Annotated photo localization data
■ ■ ■ ■ ■ ■ ■

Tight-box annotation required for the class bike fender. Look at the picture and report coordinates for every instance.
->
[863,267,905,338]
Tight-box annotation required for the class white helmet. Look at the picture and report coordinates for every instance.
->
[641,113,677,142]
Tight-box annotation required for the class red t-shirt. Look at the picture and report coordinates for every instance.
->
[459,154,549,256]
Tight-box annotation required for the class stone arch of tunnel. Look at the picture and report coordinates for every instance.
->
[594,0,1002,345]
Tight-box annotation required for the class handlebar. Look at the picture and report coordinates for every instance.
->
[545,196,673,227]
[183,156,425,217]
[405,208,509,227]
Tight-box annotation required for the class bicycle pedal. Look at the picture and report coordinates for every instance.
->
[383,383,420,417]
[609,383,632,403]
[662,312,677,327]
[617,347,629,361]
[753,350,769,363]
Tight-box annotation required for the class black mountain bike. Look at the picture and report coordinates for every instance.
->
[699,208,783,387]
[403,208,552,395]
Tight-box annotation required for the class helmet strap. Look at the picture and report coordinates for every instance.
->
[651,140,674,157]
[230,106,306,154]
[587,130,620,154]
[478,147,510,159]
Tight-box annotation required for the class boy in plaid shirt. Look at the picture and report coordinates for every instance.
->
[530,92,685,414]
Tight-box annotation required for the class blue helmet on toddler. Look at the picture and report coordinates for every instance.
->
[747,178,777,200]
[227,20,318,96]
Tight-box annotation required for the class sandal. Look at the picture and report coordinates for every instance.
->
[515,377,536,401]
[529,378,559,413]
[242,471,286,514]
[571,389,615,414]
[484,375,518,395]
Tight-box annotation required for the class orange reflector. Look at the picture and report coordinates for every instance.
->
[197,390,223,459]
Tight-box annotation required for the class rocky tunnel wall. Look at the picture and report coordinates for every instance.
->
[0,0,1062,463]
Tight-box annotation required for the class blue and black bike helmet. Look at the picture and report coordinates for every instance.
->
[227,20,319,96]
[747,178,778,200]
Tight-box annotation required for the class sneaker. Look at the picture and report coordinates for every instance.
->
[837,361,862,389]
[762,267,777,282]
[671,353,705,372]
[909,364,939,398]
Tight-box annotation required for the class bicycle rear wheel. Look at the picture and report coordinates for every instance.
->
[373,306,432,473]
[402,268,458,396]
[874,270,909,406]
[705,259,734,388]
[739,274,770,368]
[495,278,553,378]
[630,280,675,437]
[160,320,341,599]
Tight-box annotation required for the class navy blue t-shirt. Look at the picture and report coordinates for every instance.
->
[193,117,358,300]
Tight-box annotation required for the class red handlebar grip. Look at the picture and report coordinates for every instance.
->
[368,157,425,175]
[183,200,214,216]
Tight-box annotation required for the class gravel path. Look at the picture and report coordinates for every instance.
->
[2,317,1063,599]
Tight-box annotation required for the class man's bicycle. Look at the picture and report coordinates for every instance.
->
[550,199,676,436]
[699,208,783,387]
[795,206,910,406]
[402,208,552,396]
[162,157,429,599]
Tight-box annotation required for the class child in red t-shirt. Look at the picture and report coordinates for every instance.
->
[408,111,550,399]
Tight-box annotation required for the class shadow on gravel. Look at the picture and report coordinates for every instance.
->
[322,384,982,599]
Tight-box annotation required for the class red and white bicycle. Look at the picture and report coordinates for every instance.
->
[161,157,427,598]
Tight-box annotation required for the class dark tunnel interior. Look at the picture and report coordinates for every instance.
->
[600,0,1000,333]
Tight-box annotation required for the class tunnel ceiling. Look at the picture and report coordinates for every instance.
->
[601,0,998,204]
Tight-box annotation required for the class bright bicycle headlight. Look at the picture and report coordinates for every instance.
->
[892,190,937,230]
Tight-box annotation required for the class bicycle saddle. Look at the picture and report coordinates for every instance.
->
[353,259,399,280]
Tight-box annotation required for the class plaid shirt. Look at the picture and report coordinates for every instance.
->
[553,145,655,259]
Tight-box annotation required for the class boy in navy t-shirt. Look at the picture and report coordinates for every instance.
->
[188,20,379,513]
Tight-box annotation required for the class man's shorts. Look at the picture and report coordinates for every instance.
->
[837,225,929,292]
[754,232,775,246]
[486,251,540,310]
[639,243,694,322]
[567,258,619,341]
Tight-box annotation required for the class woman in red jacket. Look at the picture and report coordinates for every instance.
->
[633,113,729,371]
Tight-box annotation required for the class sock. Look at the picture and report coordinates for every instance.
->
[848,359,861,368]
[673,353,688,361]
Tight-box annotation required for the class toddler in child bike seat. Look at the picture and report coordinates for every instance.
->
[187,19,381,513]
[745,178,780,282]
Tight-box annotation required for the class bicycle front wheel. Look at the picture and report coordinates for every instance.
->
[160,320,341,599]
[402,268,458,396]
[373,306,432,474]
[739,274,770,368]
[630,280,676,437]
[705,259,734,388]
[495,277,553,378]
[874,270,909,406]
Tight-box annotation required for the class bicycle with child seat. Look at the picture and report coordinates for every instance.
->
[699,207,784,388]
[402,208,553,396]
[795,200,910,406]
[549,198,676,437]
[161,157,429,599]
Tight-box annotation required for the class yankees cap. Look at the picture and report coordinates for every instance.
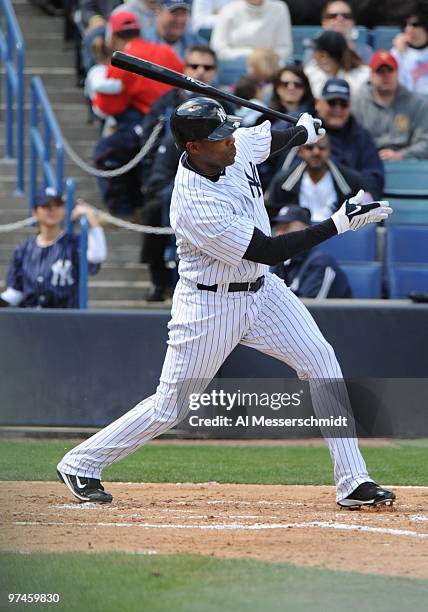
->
[321,78,350,101]
[272,206,311,225]
[33,187,64,208]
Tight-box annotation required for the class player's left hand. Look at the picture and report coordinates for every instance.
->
[331,189,393,234]
[296,113,326,144]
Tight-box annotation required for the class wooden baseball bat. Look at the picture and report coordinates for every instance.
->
[111,51,299,125]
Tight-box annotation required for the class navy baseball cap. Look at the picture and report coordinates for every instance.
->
[321,78,350,101]
[32,186,64,208]
[272,206,311,225]
[161,0,191,10]
[312,30,347,63]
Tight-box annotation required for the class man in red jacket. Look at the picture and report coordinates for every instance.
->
[94,11,184,124]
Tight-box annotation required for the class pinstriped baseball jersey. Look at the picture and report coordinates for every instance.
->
[170,121,272,285]
[57,118,376,505]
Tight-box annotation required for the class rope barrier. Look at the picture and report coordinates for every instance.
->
[61,118,165,178]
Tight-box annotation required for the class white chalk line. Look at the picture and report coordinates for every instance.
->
[11,520,428,539]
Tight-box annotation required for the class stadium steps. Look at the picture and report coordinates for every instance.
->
[0,0,157,309]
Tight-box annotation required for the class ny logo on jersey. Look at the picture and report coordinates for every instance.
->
[244,162,262,198]
[51,259,74,287]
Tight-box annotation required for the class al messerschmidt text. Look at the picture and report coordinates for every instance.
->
[188,415,348,427]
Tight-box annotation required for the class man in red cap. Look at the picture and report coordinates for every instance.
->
[93,11,184,123]
[352,49,428,160]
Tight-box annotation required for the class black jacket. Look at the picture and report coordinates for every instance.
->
[268,160,363,219]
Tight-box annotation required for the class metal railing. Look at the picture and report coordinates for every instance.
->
[0,0,24,194]
[30,76,64,210]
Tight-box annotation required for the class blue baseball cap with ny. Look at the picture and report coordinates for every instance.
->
[32,186,64,208]
[272,206,311,225]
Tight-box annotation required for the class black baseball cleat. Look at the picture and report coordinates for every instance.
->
[337,482,395,509]
[57,469,113,503]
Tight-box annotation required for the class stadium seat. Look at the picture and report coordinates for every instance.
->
[196,27,212,43]
[385,198,428,225]
[291,26,322,62]
[383,160,428,197]
[372,27,401,50]
[317,224,377,261]
[385,225,428,297]
[387,265,428,298]
[217,57,248,87]
[340,262,382,298]
[386,225,428,263]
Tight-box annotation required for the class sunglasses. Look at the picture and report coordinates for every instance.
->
[406,20,423,28]
[327,98,349,108]
[325,11,353,19]
[278,80,304,89]
[186,63,216,71]
[304,143,329,151]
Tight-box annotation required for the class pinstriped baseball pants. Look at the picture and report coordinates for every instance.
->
[58,272,371,501]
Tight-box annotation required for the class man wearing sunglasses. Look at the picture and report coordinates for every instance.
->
[314,78,384,199]
[353,50,428,161]
[268,133,363,222]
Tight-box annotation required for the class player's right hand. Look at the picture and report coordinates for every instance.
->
[331,189,393,234]
[296,113,326,144]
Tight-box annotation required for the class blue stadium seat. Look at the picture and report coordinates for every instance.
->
[291,26,322,62]
[385,225,428,297]
[386,198,428,225]
[386,225,428,263]
[196,27,212,43]
[317,224,377,261]
[372,27,401,50]
[217,57,248,87]
[340,262,382,298]
[383,160,428,197]
[388,266,428,297]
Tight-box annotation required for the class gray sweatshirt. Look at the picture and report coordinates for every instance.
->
[352,83,428,159]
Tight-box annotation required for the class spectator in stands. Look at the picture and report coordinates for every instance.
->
[93,11,183,125]
[110,0,160,35]
[84,40,122,125]
[79,0,122,73]
[270,64,315,128]
[0,189,107,309]
[308,1,373,64]
[353,50,428,160]
[210,0,293,63]
[268,133,363,222]
[247,48,280,93]
[270,206,352,299]
[314,78,384,198]
[391,2,428,96]
[191,0,232,32]
[233,76,266,126]
[144,0,206,59]
[304,30,370,97]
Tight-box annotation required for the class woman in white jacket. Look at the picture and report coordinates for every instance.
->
[304,30,370,99]
[210,0,293,64]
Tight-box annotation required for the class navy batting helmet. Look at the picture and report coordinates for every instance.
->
[170,97,241,149]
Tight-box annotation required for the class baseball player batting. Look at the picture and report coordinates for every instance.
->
[57,99,395,509]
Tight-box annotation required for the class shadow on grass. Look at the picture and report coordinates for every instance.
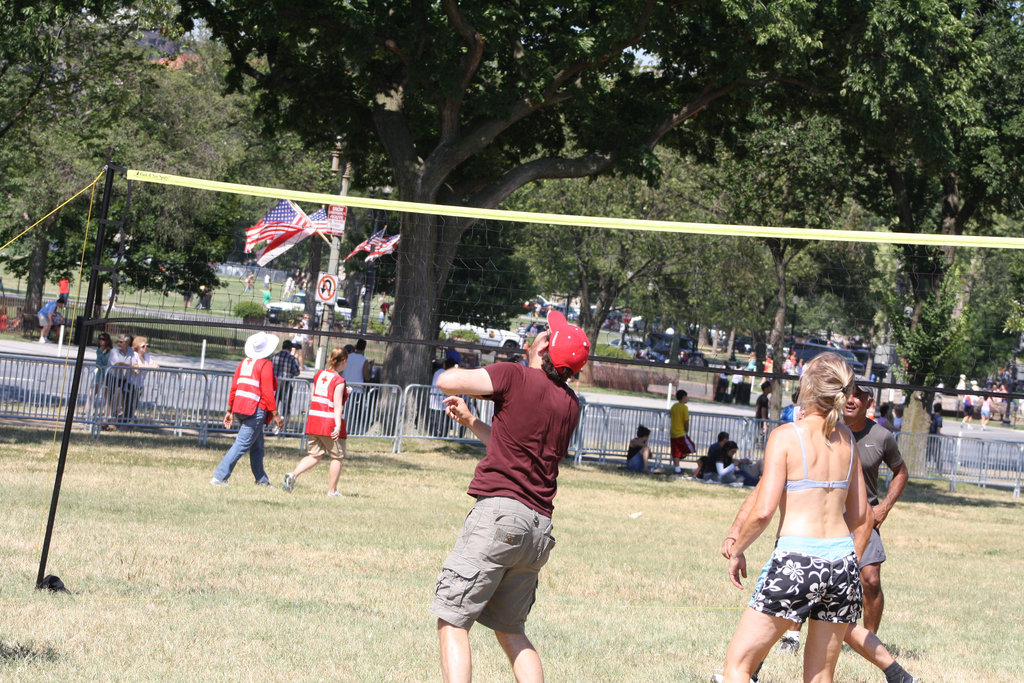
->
[0,639,60,664]
[897,480,1021,509]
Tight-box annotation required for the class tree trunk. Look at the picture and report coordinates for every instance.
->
[25,227,49,314]
[768,244,788,420]
[383,211,438,386]
[902,389,933,436]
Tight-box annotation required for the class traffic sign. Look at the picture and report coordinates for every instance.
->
[316,273,338,304]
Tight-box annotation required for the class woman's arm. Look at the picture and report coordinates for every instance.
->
[331,382,345,440]
[729,427,789,556]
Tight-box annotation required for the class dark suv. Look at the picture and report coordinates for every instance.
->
[646,333,708,367]
[851,348,888,381]
[792,342,865,374]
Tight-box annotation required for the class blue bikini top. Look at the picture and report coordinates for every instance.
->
[785,422,854,492]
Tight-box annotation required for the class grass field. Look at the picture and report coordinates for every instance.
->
[1,425,1022,682]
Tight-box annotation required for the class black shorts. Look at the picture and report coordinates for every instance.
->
[748,536,862,624]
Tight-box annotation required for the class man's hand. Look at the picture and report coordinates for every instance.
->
[720,536,736,560]
[223,411,233,429]
[273,413,284,430]
[872,504,889,529]
[443,396,473,426]
[728,553,747,589]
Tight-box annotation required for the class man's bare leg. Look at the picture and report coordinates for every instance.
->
[495,630,544,683]
[438,619,472,683]
[860,563,884,633]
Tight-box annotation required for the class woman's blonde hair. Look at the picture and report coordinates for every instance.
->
[798,352,854,438]
[132,336,148,353]
[328,346,349,371]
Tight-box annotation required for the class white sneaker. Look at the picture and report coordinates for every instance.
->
[38,338,47,344]
[327,490,343,498]
[282,472,296,493]
[210,477,228,487]
[778,634,800,654]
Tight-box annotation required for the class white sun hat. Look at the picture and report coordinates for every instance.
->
[244,331,280,360]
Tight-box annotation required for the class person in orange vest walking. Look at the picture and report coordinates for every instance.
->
[211,331,284,487]
[282,347,349,497]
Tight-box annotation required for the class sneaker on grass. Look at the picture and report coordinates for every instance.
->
[282,473,296,493]
[777,633,800,654]
[327,490,343,498]
[255,478,274,488]
[210,477,228,487]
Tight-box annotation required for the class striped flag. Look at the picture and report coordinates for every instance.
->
[308,207,328,233]
[245,200,314,253]
[365,233,400,262]
[344,229,386,261]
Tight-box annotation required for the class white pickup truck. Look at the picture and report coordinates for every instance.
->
[266,291,353,325]
[440,321,521,349]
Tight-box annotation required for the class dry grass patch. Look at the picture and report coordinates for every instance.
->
[0,426,1021,681]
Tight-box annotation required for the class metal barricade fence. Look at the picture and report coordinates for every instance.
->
[571,407,777,468]
[396,384,496,453]
[0,354,91,422]
[0,354,1020,496]
[896,431,1023,497]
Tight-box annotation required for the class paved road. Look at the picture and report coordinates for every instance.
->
[5,336,1024,443]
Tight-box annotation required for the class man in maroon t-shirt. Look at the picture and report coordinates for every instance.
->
[430,310,589,682]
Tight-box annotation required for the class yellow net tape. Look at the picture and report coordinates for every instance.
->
[128,168,1018,249]
[0,169,106,254]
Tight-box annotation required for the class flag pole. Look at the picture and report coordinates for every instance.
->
[317,138,352,368]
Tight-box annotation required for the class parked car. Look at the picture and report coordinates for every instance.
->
[792,341,864,374]
[851,348,889,381]
[646,333,708,366]
[266,291,352,325]
[440,321,521,349]
[607,337,649,357]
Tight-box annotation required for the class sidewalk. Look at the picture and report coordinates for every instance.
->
[0,337,240,374]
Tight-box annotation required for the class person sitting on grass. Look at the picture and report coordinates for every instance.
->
[697,431,730,479]
[704,441,760,487]
[625,425,663,474]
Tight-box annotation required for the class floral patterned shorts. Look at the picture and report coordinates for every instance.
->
[748,536,863,624]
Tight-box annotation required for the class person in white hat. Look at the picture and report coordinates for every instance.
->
[211,331,284,486]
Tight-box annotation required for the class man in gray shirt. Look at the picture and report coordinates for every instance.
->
[845,377,910,634]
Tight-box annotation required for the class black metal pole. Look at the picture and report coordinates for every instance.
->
[36,163,122,588]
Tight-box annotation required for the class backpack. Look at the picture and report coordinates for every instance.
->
[781,405,795,423]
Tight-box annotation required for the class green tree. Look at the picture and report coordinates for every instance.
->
[825,2,1024,432]
[179,0,901,383]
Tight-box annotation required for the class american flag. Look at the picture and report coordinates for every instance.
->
[245,200,314,253]
[308,207,328,233]
[365,233,400,262]
[344,229,387,261]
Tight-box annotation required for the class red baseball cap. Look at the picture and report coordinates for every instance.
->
[546,310,590,374]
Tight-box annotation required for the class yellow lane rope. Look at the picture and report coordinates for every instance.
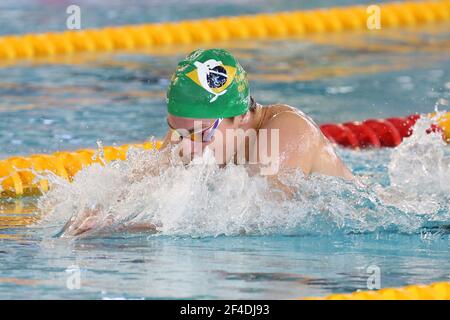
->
[306,281,450,300]
[0,142,161,197]
[0,0,449,62]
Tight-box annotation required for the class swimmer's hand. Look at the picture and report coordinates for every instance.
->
[59,205,158,238]
[59,206,106,237]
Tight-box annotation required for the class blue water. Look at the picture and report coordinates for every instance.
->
[1,0,450,299]
[0,232,448,299]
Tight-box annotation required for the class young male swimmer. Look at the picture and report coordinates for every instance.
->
[60,48,353,237]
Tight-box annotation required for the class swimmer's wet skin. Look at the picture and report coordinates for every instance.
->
[163,48,354,179]
[60,48,353,237]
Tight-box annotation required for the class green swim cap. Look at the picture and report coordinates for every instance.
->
[167,48,250,119]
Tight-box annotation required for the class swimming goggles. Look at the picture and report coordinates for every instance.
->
[167,118,223,143]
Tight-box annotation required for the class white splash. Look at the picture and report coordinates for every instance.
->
[379,113,450,216]
[36,114,450,238]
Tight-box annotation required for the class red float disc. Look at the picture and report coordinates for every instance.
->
[343,122,381,148]
[386,117,413,138]
[363,119,402,147]
[320,124,359,148]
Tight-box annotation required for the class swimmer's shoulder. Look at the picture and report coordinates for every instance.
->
[263,103,297,117]
[261,104,321,135]
[259,104,322,174]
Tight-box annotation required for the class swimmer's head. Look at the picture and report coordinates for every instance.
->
[167,48,250,119]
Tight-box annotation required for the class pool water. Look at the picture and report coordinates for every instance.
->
[1,0,450,299]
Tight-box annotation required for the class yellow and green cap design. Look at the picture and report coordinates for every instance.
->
[167,48,250,119]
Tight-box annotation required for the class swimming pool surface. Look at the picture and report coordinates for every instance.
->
[0,0,449,299]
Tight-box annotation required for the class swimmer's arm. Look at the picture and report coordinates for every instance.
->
[59,206,158,237]
[244,163,295,199]
[266,174,295,199]
[311,135,354,180]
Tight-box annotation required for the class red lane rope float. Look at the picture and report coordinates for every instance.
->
[343,122,381,148]
[319,124,359,148]
[363,119,402,147]
[320,114,425,149]
[385,116,417,138]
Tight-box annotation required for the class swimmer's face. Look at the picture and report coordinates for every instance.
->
[167,114,238,163]
[167,115,217,144]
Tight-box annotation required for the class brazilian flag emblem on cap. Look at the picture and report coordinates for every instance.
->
[186,60,237,102]
[167,48,250,119]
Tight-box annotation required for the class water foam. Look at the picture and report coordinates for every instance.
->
[36,114,450,238]
[378,113,450,218]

■ ■ ■ ■ ■ ■ ■

* Your assignment
Transcribe the records from their first line. Stop after the line with "Tight-box annotation required for the class sandal.", including it.

* Result of this task
Tight-box annotation required for the class bike fender. Look at the picture and report coordinates for every instance.
->
[863,267,905,338]
Tight-box annotation required for the class white helmet. Look at the picture and report coordinates for every instance.
->
[641,113,677,142]
Tight-box annotation required for the class red t-shirt. Look at the picture and report coordinates for every instance.
->
[459,154,549,256]
Tight-box annotation required for the class stone arch of tunnel. Look at the picture and report coordinates for every instance.
->
[594,0,1002,345]
Tight-box annotation required for the class handlebar. Look at the picture and report coordinates for every instance.
->
[545,196,673,227]
[183,156,425,217]
[405,208,509,227]
Tight-box annotation required for the class bicycle pedal. Look at the picture and report coordinates for every instance.
->
[383,383,420,417]
[609,383,632,403]
[662,312,677,327]
[617,347,629,361]
[753,350,769,363]
Tight-box annotation required for the class black mountain bike. Look at the picture and report coordinates for every instance.
->
[699,208,783,387]
[403,208,552,395]
Tight-box annotation required for the class helmet strap. Look at the picture and report coordinates for every instance.
->
[651,140,674,157]
[230,106,306,154]
[587,130,620,154]
[478,147,510,159]
Tight-box annotation required for the class boy in plaid shirt. Look at the picture and report coordinates for every instance.
->
[530,92,685,414]
Tight-box annotation required for the class blue helmet on toddler. Look at the picture and report coordinates for every instance.
->
[747,178,777,200]
[227,20,318,96]
Tight-box annotation required for the class sandal. Look at the picture and report coordinates for every instance.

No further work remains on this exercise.